━━━ Textauszug ━━━
Marokko – wo die Berge auf die Wüste treffen

 

Unterwegs mit der kleinen Reisenduro BMW G310GS in Marokko. Die wendige BMW machte sich gut im Hohen Atlas und dem Antiatlas Gebirge.

Es ist Frühling im Hohen Atlas in Marokko. Alles blüht, die Vögel zwitschern und eine warme Brise weht. Mein kurzer Besuch hier ist die Krönung einer erfolgreichen Wintertour durch Nordafrika. Ein paar Wochen zuvor hatte ich mich auf dem Agrar-Plateau in Mauretanien einer französischen Trekking-Gruppe und einem Fernsehteam angeschlossen. Eine für die Jahreszeit untypische Hitzewelle sorgte dafür, dass wir bereits vor Sonnenaufgang aufbrachen und uns bis zu sechs Stunden vor der Mittagshitze versteckten. Einen Monat zuvor kam ich aus der algerischen Sahara, um zwei Wochen auf dem Motorrad kurvenreiche Schluchten und unberührte Sandmeere im Tassili n’Ajjer-Nationalpark zu befahren.
━━━
Schreib den Reisebericht über die Motorradtour durch Marokko im Anschluss an seinen letzten Satz weiter. Die folgenden Zeilen haben eine andere Herkunft als der Text.
━━━ Erfasste Daten ━━━
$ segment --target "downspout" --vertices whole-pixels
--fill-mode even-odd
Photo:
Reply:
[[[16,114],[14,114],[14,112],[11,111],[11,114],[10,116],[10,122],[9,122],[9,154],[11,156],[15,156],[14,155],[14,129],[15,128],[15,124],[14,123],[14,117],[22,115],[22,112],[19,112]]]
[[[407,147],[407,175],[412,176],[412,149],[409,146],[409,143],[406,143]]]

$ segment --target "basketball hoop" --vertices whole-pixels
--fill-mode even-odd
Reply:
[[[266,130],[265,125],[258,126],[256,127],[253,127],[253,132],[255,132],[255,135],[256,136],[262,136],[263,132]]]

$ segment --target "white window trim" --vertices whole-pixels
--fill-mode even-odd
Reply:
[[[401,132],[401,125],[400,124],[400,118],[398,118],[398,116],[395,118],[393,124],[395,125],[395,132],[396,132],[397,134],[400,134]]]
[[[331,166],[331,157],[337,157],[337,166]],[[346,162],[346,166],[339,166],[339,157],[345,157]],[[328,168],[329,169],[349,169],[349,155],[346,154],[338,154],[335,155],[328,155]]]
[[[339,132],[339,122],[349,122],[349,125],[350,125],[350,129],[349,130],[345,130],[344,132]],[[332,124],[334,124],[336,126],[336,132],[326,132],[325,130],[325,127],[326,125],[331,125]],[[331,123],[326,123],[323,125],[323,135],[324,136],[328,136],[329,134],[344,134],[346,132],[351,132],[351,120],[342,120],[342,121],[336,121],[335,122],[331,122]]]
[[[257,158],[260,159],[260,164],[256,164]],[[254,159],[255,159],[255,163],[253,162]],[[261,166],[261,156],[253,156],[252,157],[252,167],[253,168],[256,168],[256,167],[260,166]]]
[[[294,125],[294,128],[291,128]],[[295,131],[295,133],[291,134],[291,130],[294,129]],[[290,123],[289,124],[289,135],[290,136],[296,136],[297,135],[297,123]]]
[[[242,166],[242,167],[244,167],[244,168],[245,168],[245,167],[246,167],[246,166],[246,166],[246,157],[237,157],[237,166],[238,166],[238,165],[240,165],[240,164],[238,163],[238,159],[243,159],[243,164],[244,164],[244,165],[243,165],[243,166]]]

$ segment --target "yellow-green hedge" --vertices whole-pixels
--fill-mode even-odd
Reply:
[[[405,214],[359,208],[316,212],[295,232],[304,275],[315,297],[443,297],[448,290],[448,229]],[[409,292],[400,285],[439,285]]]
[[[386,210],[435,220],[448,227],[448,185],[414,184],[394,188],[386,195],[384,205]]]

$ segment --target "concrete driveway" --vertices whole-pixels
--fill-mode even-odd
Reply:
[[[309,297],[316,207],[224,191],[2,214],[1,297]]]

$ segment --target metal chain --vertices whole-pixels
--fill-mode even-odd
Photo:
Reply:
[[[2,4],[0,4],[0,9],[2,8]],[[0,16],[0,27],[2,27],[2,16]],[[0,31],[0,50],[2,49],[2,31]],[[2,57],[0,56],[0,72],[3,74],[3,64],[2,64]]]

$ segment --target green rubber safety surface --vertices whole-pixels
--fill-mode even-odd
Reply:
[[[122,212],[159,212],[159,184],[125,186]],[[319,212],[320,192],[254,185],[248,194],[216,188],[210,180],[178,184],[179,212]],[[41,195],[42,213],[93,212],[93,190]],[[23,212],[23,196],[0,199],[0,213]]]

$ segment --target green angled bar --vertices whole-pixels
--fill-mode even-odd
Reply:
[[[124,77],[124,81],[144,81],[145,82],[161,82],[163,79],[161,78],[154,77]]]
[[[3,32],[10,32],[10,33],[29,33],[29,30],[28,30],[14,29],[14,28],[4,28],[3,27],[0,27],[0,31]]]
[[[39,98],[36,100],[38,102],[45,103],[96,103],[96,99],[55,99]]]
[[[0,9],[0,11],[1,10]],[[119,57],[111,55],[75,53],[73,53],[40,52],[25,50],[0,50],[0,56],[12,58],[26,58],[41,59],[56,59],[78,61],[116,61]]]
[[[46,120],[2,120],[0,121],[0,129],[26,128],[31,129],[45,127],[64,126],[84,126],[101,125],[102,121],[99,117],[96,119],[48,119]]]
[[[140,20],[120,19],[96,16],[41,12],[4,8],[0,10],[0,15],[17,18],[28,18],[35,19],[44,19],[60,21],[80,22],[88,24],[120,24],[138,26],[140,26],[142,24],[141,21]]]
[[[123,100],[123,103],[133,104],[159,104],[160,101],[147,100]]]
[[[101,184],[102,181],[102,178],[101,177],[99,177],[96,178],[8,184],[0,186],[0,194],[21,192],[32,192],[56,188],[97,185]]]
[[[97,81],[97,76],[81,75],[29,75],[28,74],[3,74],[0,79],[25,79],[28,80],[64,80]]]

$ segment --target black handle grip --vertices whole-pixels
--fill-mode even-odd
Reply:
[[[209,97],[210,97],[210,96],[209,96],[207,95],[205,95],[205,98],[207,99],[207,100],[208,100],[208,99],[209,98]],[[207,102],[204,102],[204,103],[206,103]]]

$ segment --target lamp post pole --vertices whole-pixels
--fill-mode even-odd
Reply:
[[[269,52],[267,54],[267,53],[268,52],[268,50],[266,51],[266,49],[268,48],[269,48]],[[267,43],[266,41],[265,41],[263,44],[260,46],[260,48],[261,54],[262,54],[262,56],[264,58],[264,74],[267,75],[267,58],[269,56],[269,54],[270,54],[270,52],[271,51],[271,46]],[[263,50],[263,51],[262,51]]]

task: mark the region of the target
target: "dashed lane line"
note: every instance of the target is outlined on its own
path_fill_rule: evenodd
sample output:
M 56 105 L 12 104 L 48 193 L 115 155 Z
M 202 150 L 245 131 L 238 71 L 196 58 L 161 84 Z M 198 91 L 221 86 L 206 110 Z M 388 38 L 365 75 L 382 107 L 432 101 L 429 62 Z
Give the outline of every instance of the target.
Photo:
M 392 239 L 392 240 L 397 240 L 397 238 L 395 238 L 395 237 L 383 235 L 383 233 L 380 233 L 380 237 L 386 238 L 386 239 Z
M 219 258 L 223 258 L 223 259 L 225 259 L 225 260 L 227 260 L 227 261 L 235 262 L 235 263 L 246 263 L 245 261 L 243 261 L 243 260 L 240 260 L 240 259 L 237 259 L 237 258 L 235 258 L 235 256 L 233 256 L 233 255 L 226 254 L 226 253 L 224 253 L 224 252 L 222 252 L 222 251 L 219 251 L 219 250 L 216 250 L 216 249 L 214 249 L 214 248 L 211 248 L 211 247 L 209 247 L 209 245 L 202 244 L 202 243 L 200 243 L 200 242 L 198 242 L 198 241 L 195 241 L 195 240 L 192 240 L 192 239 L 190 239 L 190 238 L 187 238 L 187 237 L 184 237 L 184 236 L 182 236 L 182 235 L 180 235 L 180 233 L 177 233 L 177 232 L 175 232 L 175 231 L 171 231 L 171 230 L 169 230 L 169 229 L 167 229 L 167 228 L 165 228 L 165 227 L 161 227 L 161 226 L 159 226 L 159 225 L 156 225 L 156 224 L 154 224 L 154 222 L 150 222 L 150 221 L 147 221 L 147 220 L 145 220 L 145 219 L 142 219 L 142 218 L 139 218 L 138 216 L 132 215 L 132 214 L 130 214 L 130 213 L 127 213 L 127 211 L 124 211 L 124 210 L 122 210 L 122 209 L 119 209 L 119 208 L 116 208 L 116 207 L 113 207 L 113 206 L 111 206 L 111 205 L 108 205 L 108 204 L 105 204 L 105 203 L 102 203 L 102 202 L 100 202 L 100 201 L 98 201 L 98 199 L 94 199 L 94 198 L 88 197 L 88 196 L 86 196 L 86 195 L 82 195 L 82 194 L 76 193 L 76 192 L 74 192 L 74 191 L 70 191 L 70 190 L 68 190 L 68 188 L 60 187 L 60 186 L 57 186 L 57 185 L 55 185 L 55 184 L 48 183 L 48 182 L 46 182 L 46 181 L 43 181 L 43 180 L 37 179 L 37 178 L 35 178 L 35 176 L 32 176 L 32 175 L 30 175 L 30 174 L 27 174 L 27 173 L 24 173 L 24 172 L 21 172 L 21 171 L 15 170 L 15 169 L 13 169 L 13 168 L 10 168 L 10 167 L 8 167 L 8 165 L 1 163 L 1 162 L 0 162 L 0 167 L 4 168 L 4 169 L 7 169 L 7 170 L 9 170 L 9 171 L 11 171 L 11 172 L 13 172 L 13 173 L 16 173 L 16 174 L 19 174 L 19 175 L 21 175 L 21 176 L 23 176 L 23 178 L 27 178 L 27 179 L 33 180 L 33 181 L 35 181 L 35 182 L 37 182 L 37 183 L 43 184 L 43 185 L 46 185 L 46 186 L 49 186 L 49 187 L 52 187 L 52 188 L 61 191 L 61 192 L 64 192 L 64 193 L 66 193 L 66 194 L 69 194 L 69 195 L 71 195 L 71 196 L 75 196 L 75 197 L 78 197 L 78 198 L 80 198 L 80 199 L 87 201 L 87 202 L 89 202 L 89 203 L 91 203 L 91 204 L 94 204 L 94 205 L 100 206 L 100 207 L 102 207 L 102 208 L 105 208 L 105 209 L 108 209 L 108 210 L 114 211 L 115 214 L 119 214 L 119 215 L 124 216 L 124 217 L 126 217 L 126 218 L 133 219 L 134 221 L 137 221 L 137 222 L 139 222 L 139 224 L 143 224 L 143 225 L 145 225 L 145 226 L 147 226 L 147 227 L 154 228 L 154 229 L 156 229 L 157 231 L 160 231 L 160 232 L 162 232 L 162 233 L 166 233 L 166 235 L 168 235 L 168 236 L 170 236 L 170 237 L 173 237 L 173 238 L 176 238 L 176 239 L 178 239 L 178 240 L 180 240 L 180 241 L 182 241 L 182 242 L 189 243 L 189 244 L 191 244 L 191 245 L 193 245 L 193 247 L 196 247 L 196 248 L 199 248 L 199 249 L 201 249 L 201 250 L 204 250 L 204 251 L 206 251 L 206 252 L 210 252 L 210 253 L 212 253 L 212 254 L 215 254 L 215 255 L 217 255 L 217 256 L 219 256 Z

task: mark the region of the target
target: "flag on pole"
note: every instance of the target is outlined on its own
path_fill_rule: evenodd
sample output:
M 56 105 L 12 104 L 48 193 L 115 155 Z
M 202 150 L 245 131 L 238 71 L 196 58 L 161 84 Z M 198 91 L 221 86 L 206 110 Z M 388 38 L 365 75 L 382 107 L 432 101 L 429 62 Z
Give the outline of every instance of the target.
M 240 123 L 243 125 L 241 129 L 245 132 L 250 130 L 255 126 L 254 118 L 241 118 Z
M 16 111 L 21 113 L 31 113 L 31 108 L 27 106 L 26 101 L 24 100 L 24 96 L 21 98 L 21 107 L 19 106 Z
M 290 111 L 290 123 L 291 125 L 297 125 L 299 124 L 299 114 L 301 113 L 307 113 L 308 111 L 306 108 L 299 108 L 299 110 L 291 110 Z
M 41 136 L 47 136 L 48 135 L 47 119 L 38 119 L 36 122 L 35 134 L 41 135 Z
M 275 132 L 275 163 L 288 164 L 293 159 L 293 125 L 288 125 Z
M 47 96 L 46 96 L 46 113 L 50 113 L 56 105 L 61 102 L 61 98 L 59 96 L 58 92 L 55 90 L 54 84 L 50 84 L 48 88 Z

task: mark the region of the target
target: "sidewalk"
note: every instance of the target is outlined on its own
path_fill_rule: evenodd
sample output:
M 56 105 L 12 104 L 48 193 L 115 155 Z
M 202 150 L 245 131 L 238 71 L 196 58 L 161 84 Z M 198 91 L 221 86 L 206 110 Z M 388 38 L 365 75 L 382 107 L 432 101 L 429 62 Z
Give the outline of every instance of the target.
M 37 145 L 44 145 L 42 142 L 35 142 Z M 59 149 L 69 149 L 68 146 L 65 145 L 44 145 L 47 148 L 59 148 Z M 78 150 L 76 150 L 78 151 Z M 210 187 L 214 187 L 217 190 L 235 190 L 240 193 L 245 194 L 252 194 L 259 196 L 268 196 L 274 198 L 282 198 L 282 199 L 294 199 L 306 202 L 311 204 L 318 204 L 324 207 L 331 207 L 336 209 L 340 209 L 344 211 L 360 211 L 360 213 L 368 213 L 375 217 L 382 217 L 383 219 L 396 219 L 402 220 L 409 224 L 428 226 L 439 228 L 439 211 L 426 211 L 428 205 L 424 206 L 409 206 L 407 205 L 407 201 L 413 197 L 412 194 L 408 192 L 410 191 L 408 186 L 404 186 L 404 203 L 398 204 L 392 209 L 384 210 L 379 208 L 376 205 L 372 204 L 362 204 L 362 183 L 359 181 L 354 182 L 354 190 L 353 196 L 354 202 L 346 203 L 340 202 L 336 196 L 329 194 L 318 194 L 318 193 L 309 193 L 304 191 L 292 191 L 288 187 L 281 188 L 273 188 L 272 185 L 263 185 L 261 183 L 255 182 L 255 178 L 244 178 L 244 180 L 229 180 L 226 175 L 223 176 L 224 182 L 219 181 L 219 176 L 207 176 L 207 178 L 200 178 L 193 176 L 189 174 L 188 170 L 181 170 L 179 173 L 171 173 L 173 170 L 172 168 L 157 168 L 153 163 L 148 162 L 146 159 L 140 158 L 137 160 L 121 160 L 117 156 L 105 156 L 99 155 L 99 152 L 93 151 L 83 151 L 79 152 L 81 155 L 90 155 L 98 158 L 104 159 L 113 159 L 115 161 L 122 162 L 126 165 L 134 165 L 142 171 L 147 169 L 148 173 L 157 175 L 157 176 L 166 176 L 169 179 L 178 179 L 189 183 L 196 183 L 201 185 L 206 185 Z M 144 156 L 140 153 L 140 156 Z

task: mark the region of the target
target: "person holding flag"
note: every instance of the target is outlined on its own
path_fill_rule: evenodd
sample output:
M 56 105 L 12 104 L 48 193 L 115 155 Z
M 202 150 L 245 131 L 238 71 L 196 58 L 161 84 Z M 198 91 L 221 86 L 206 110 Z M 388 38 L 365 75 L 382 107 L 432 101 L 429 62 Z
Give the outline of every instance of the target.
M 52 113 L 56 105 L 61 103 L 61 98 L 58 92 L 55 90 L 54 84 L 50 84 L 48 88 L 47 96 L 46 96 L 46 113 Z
━━━
Ergebnis der Aufgabe -
Wunderschöne Kurvenstrasse aus Assaragh

Heute Marokko, der einzige Ort, wo du spontan nur mit Handgepäck anreisen kannst. Mit mir reisten Simon, ein erfahrener Overlander, Trials-Protégé und Mechaniker, der mich auch in Algerien begleitet hatte, und Karim, ein alter Bekannter, der Yamaha XTs und Honda XRs quer durch Nordafrika fuhr, von Mauretanien nach Libyen und Ägypten.

Karim und ich hatten das goldene Zeitalter eigenständiger Abenteuer in der Sahara erlebt, als man noch so weit in die Wüste vordringen konnte, wie man es sich selbst zutraute. Einmal, in Mauretanien, hatte Karim das Glück herausgefordert, als er versuchte, die 800 Kilometer lange Dahr Tichitt-Piste alleine zu befahren. Ein Abenteuer, das er beinahe mit seinem Leben bezahlt hätte. Seitdem fegen unendliche Wellen der Gewalt, gescheiterte Revolutionen und Gesetzlose über die Sahara und haben das Reisen in der Wüste fast unmöglich gemacht.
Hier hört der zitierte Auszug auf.